Problem statement: Return each line of the items below that contains the word "standing".

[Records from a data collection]
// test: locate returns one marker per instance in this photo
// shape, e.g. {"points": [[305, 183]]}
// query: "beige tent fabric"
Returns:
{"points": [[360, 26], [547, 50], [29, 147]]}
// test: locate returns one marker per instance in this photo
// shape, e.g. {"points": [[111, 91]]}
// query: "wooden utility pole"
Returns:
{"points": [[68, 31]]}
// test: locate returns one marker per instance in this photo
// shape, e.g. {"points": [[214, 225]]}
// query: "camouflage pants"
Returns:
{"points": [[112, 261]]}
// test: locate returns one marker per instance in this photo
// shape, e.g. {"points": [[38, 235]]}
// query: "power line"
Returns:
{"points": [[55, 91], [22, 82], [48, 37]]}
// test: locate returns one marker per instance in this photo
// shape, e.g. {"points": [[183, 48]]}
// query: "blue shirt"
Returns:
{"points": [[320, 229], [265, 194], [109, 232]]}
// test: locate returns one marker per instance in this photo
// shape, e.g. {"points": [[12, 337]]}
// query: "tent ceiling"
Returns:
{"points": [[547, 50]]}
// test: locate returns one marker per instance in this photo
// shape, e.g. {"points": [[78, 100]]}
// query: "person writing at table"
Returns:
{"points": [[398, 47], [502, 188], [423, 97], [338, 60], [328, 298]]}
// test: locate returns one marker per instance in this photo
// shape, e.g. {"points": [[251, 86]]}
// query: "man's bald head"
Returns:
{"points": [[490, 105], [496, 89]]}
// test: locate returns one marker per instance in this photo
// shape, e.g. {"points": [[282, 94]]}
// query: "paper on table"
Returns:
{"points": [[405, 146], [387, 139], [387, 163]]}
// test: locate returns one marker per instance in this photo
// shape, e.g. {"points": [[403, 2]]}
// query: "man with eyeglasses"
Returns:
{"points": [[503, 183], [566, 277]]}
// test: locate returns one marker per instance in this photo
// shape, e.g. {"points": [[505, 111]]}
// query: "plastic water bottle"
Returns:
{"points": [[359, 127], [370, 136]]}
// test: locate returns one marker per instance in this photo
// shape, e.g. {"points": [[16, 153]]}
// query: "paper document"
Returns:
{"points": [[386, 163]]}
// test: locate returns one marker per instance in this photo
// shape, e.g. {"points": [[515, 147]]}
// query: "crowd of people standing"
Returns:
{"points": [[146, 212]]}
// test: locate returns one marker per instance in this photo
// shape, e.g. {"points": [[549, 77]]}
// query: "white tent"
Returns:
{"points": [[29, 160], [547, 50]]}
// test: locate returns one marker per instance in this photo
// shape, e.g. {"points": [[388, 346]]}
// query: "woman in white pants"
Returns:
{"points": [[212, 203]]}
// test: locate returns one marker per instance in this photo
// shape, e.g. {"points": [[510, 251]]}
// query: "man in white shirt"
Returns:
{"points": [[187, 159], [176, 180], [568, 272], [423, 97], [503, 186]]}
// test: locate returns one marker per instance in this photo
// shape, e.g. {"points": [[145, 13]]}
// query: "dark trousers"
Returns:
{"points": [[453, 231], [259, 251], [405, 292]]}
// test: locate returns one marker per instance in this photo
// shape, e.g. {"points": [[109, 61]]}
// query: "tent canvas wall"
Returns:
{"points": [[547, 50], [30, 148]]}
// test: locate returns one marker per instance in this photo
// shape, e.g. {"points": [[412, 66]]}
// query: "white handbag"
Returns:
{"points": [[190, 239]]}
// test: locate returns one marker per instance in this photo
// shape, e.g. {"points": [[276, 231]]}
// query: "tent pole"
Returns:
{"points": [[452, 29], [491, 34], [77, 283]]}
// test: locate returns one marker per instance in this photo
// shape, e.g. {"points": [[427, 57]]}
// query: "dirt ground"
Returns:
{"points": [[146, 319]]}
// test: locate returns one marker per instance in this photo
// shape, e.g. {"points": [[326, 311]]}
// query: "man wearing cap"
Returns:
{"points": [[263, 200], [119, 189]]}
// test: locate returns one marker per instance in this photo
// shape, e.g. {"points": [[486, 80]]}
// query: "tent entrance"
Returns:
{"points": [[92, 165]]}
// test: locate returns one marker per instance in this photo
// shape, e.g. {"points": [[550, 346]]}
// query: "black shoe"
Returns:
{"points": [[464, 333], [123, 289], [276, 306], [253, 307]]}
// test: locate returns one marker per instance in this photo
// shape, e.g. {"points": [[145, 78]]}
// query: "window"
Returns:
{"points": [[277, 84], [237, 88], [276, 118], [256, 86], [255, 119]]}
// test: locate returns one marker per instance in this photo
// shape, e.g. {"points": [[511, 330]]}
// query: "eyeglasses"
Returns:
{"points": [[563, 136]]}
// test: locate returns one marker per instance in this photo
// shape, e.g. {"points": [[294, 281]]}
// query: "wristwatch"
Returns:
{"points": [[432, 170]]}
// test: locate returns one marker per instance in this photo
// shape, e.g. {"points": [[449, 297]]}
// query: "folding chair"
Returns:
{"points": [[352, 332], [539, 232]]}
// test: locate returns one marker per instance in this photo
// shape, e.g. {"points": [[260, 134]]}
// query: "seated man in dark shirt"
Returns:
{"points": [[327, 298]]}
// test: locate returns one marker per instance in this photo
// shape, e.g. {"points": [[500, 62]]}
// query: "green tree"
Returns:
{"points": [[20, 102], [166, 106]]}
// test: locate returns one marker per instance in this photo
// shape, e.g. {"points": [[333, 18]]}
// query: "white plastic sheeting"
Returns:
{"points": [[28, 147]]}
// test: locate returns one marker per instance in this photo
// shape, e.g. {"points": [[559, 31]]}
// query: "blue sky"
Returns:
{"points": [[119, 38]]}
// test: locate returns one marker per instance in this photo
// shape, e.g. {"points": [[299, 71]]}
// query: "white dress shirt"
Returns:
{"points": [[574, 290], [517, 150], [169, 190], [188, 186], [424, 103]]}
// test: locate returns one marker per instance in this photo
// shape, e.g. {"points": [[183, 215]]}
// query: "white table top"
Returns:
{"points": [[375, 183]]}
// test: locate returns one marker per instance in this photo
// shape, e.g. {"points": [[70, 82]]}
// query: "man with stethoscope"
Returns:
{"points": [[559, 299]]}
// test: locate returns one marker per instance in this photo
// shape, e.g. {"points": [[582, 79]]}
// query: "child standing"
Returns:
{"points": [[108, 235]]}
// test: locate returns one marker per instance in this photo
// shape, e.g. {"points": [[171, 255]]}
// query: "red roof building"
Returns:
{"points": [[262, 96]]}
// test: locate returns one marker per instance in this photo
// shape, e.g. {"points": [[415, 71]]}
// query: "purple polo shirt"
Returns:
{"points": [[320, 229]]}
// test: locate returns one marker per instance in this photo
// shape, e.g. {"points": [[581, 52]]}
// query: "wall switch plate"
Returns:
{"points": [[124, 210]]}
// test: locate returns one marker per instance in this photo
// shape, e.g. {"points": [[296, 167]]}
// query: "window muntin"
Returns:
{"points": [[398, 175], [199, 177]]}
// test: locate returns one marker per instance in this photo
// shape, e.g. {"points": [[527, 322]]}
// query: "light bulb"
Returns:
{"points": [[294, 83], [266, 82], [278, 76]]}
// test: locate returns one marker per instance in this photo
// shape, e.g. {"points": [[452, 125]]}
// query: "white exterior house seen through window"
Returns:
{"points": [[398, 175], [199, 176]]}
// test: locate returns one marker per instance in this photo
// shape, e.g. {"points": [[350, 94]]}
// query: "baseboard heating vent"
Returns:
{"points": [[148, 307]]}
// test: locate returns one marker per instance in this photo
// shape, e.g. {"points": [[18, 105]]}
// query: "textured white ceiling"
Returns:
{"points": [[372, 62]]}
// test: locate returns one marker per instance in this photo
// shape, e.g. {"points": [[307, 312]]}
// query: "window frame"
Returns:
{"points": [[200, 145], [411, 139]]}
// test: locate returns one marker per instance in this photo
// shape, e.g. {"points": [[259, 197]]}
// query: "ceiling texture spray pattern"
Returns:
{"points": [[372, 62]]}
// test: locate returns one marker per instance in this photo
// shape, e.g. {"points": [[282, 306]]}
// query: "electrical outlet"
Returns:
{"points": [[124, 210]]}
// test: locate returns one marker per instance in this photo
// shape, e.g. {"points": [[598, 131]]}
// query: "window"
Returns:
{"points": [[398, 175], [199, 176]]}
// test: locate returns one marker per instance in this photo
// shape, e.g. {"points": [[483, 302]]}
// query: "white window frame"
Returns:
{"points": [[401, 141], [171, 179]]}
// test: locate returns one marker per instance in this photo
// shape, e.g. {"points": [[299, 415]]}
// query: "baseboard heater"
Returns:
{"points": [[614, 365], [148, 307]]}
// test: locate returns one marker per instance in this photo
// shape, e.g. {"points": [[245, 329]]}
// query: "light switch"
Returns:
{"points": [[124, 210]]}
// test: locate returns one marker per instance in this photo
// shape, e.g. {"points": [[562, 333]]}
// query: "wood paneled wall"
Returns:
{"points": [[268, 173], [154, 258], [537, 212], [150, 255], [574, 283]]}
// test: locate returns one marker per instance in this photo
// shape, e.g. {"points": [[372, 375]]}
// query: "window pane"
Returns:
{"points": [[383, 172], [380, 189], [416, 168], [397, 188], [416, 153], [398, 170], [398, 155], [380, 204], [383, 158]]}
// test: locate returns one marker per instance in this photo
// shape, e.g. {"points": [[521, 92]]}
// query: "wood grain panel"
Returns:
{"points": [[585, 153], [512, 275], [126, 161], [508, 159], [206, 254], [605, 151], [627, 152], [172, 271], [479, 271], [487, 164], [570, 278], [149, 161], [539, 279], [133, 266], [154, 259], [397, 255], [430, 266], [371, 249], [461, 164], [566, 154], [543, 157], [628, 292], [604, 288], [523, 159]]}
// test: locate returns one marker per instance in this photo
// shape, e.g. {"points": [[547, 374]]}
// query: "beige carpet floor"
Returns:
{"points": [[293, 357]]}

Expected output:
// query: "crowd of people standing"
// query: "child standing"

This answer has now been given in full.